= Goal a =
Reproduce the records line for line, starting at the line that contains "on the pink" and ending at the final line of the records.

## START Document text

Rainy Sky v Kookmin Bank
Rainy Sky SA v Kookmin Bank
UK Supreme Court: Lord Phillips, Lord Mance, Lord Kerr, Lord Clarke and Lord Wilson:  UKSC 50: 2 November 2011
Mark Howard QC and Michael Ashcroft QC, instructed by Ince & Co LLP, for the Appellants, Rainy Sky
Guy Philipps QC and James Cutress, instructed by Linklaters LLP, for the Respondent Bank
SHIPBUILDING: LETTER OF GUARANTEE: CONTRACTUAL INTERPRETATION BEING A UNITARY PROCESS: ROLE OF COMMERCIAL CONSIDERATIONS: WEIGHT TO BE GIVEN TO VIEW OF COMMERCIAL JUDGE
The UK Supreme Court reversed the Court of Appeal and held that, on a proper interpretation of the Advance Payment bonds in question, Kookmin Bank was liable to pay the claimants the pre-delivery instalments as the shipbuilders in question had been placed under insolvency protection. The Supreme Court was of the view that contractual interpretation was a unitary process. The Court would look at all the relevant surrounding circumstances and ascertain what a reasonable person would understand the contract to mean. Commercial considerations were relevant in the process of interpretation, and there was no need for the literal meaning of the contract to lead to absurd results before such considerations could be taken into account.
This note has been contributed by Ken To-ching Lee, LLB(Hons), PCLL (University of Hong Kong), BCL(Oxon) and barrister-at-law in Hong Kong.
Jinse Shipbuilding Co Ltd (“the Shipbuilder”) entered into 6 shipbuilding contracts (“the Contracts”) under which it would build and sell one vessel to each of the First to Sixth Claimants (collectively called “the Buyers”) in return for US$33.3m payable in various instalments before delivery.

## END Document text

= Goal b =
According to the case note on Rainy Sky v Kookmin Bank, what price was payable for each vessel under the shipbuilding contracts?

## START Dataset

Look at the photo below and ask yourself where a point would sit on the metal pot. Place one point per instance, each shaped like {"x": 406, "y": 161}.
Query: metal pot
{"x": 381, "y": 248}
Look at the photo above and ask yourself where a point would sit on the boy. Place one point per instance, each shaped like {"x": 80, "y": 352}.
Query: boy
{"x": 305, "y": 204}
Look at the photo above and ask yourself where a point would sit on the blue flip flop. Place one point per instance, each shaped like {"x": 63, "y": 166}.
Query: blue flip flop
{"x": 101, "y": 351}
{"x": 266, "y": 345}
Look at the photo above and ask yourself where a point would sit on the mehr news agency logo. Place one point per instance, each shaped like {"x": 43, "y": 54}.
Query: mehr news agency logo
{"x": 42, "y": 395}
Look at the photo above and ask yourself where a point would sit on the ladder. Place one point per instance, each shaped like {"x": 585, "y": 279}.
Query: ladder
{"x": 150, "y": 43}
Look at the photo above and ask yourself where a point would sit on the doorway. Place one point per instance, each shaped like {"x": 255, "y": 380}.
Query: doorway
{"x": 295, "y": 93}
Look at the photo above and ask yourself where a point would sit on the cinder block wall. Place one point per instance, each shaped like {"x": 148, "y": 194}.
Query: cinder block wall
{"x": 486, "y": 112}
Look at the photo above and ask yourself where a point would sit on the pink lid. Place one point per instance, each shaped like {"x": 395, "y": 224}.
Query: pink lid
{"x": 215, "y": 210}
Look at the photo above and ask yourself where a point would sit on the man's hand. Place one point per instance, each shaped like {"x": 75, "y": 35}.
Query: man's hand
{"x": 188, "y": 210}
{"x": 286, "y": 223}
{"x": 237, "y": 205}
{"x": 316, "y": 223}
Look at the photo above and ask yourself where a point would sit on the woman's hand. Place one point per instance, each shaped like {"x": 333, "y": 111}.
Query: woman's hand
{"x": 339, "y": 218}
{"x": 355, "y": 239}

## END Dataset

= Reply a =
Look at the photo above and ask yourself where a point would sit on the pink lid. Place one point per instance, each shaped like {"x": 395, "y": 224}.
Query: pink lid
{"x": 215, "y": 210}
Look at the photo above and ask yourself where a point would sit on the man's hand. Place one point per instance, each shaped like {"x": 75, "y": 35}.
Query: man's hand
{"x": 188, "y": 210}
{"x": 286, "y": 223}
{"x": 237, "y": 205}
{"x": 316, "y": 223}
Look at the photo above and ask yourself where a point would sit on the woman's hand. Place one point per instance, each shaped like {"x": 333, "y": 111}.
Query: woman's hand
{"x": 339, "y": 218}
{"x": 355, "y": 239}

= Reply b =
US$33.3m, payable in various instalments before delivery.